• _THE EXERCISE_
Pull out the lines of the records below, starting at the very first line and ending at the line that contains "[408,338,430,367]", and reproduce them word for word.

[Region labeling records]

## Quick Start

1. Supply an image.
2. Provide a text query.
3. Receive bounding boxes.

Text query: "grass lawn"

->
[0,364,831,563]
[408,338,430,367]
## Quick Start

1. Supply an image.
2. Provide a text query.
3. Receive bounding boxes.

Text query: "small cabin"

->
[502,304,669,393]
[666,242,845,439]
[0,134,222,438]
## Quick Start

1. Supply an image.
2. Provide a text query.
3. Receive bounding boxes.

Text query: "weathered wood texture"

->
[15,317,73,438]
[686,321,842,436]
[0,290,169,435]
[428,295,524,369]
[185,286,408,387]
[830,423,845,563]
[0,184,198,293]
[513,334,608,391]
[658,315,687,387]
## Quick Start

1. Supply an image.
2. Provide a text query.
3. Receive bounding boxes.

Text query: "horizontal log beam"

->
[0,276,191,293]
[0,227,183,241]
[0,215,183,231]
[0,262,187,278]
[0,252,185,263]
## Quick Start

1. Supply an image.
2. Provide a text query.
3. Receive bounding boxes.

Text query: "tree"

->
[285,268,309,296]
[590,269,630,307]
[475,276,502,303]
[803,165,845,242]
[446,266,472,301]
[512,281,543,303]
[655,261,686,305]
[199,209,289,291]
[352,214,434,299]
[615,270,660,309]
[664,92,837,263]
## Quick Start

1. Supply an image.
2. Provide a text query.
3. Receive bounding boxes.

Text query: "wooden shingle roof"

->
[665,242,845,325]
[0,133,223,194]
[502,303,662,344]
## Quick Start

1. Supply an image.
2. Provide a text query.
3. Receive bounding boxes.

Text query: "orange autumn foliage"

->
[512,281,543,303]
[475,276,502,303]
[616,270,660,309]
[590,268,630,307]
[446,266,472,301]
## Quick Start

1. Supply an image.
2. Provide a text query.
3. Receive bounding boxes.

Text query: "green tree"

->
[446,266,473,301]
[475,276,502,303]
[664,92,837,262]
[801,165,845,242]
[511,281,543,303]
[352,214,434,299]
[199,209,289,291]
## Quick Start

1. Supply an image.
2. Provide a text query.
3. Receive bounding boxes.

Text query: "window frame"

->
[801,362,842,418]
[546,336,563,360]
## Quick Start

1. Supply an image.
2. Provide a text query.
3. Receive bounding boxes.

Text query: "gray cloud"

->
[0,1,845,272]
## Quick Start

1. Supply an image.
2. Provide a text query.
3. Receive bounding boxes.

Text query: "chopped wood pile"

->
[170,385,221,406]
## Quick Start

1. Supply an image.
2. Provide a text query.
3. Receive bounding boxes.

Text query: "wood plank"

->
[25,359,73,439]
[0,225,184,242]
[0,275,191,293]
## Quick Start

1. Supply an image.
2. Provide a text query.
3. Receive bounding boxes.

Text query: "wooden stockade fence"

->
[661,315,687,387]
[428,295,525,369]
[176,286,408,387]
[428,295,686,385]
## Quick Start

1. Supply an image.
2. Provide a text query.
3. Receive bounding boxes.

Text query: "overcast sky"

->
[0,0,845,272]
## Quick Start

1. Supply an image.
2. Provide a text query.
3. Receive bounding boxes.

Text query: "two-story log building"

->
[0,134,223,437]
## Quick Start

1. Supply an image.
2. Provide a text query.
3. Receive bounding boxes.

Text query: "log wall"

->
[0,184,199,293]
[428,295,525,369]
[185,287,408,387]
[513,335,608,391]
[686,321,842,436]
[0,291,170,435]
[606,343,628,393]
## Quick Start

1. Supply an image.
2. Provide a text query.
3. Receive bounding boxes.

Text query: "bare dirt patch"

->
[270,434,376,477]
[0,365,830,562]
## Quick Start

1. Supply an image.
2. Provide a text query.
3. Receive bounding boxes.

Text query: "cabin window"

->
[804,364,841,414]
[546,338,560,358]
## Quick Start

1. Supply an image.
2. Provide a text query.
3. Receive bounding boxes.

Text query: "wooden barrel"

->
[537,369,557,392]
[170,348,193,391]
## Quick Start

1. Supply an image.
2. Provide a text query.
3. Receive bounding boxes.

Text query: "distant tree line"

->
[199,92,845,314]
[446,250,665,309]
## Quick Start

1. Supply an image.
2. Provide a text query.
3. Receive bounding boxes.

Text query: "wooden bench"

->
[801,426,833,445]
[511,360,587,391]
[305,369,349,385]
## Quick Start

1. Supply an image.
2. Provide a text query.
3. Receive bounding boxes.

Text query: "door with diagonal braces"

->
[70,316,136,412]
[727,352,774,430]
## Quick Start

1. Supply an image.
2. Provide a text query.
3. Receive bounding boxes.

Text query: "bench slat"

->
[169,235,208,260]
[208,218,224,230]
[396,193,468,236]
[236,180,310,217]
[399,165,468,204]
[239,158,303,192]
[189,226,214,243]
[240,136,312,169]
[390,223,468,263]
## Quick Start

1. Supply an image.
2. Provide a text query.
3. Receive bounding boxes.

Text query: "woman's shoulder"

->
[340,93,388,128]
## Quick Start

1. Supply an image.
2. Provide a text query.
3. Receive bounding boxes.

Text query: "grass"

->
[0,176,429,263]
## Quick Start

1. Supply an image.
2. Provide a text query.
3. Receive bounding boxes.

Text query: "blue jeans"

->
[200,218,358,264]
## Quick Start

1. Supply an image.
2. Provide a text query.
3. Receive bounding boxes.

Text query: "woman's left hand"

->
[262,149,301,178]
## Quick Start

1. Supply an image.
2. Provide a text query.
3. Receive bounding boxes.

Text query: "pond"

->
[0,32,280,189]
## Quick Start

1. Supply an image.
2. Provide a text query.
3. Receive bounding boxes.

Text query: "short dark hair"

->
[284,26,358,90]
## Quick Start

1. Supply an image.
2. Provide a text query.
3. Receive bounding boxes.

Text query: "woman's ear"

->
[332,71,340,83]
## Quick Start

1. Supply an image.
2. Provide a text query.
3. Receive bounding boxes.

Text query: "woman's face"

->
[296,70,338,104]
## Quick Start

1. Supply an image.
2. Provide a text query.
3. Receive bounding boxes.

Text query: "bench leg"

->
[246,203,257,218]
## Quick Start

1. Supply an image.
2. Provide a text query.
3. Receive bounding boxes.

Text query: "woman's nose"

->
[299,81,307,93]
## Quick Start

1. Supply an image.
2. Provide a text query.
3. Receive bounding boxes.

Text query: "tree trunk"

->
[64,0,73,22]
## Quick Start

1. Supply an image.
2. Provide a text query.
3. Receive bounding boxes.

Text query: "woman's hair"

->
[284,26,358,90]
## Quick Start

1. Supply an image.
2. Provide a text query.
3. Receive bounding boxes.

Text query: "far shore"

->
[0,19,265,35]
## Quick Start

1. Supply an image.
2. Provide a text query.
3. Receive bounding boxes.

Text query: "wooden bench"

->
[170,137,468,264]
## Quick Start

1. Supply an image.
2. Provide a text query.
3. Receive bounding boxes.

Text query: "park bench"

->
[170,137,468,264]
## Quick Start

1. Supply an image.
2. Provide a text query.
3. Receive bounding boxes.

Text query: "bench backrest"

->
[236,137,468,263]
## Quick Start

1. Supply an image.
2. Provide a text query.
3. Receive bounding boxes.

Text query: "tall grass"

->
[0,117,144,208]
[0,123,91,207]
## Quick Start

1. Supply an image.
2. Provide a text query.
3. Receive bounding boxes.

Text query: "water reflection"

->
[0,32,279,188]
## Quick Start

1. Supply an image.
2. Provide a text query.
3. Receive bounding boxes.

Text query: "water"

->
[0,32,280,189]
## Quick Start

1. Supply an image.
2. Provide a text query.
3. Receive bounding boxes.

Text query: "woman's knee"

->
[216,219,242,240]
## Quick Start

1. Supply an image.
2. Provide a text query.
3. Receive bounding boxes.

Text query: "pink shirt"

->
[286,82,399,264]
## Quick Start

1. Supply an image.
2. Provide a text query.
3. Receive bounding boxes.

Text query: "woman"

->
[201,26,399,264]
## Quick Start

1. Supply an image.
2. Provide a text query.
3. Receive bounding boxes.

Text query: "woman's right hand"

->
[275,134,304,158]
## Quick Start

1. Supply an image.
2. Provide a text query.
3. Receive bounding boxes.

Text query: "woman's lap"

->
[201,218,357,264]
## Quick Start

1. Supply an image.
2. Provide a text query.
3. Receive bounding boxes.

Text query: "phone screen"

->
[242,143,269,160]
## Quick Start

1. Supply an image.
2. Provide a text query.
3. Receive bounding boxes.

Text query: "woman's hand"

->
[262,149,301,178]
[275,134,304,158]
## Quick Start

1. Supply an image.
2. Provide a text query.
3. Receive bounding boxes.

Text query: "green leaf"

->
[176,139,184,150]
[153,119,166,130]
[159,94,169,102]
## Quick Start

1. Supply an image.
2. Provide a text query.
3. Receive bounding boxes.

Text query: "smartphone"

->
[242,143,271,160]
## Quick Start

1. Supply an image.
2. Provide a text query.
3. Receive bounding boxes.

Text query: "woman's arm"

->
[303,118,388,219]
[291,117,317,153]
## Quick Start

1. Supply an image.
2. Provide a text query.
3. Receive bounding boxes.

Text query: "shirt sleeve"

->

• _TASK ANSWER_
## Quick Start

1. Supply an image.
2. Provide a text query.
3. Receive bounding boxes.

Text query: "grass lawn"

->
[0,364,831,563]
[408,338,430,367]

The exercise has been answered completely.